Work task 1 ▸
In the article on forever chemicals in UK drinking water, how many different types of PFAS are water companies required to test for?
Work task 2 ▸
Write the next part of the article on forever chemicals in UK drinking water, beginning after its final sentence.

Experts are warning that stricter limits are needed on cancer-causing forever chemicals in UK drinking water.
According to the BBC:
In high doses these pollutants, known as PFAS, have been linked to serious health concerns including cancer and fertility issues.
The Royal Society of Chemistry urged the government to toughen regulations in line with other countries.
The government said current safety standards were “exceptionally high”.
‘Forever chemicals’ are a group of more than 9,000 chemicals widely used in everyday products from food packaging to make-up because of their water-resistant properties.
They enters waterways when products such as non-stick frying pans and clothes, some of which are treated with the chemicals, break down.
In the UK, water companies are required to test for 47 different types of PFAS and if levels considered high-risk by the UK’s drinking water inspectorate are reached it should not be used for drinking purposes – although this is only guidance, and there is no legal requirement.

Dataset ▸

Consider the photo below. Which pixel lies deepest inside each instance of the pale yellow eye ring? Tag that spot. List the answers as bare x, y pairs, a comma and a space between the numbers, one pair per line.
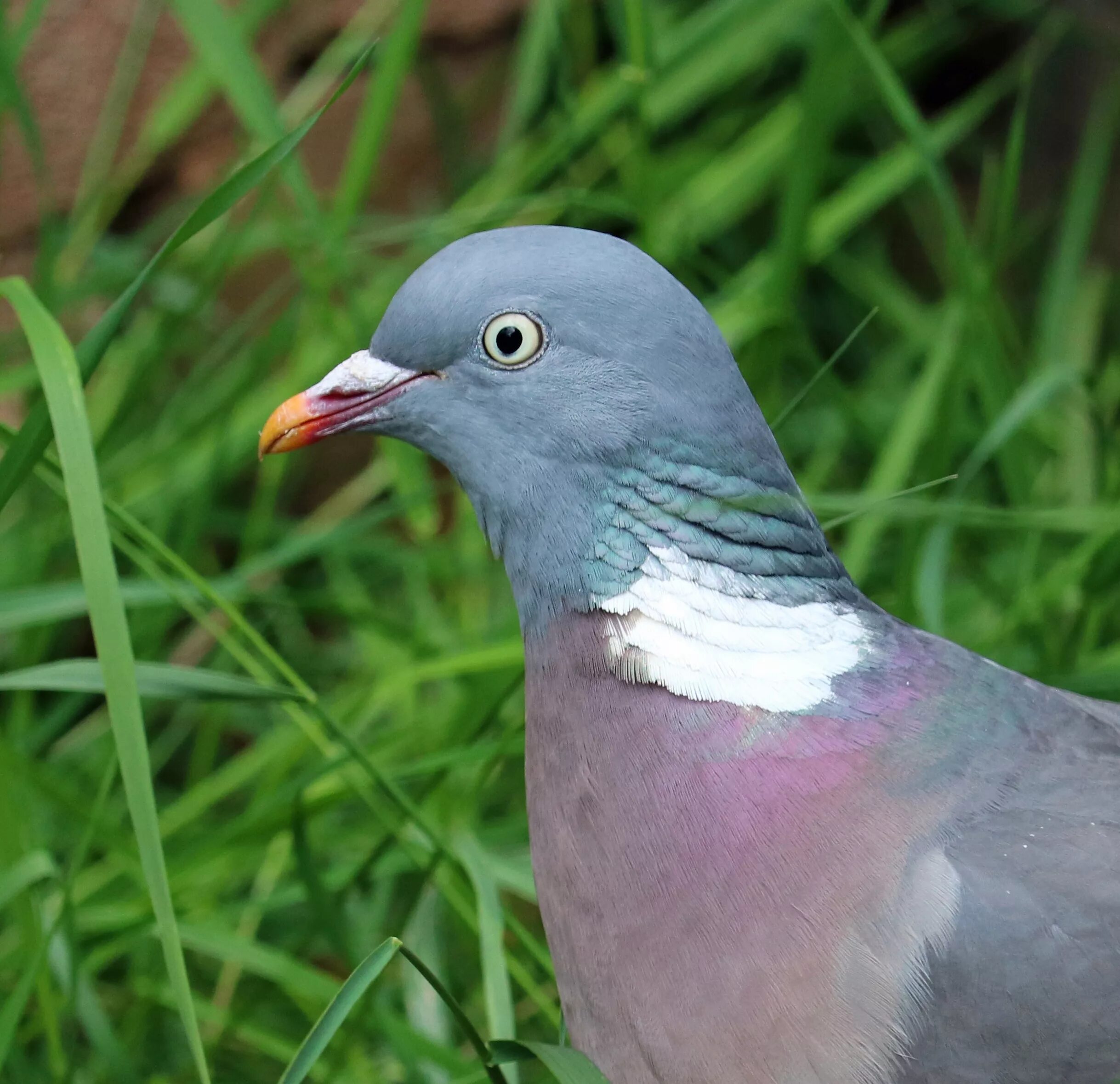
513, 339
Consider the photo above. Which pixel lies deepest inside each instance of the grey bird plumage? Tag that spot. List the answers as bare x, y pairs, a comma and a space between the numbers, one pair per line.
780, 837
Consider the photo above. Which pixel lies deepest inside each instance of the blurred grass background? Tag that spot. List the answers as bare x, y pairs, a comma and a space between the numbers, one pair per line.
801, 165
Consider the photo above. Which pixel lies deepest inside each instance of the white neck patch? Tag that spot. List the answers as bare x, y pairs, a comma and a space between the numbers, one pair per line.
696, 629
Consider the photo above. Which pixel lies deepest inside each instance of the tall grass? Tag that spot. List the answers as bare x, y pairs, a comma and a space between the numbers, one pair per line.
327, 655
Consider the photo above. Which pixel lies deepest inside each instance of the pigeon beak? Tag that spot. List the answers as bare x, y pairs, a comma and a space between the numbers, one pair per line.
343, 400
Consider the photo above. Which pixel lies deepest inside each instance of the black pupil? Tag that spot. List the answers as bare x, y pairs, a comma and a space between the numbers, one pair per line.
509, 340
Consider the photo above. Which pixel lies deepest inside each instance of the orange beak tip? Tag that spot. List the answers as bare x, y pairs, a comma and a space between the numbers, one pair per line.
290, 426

Exercise result 1 ▸
47

Exercise result 2 ▸
The Royal Society of Chemistry (RSC) said that this still exposes people to levels considered medium-risk and does not take into account the thousands of other types of PFAS.
The RSC is proposing that the acceptable levels are reduced 10-fold, and that all PFAS are tested for. This would bring the UK closer in line with new tighter limits in the US and tougher limits coming into effect next year in the EU.
Stephanie Metzger, policy adviser at the RSC told the BBC that it made this call because the science had changed.
“Previous health guidelines showed that 100 nanograms per litre [of PFAS] was protective of human health,” she said. “But there has been more research going on over the years that has shown that perhaps effects to human health may occur at lower levels of exposure.”
Currently drinking water in the UK is categorised as medium-risk if there are between 10 and 100 nanograms of specific types of PFAS. In this case, water companies are required to continue testing the water but it can still be used.
Dr David Megson, senior lecturer in chemistry and environmental forensics at Manchester Metropolitan University, told the BBC: “The overall risk is still what we would describe as relatively low, but it still just doesn’t sit right with me that two different people can have different water resources and have a different risk of potentially dying from exposure to chemical pollution.”
Traditional water treatment approaches cannot remove PFAS so water companies often blend different water sources together to dilute the concentration. Some are also trying out emerging technologies like high pressure membranes.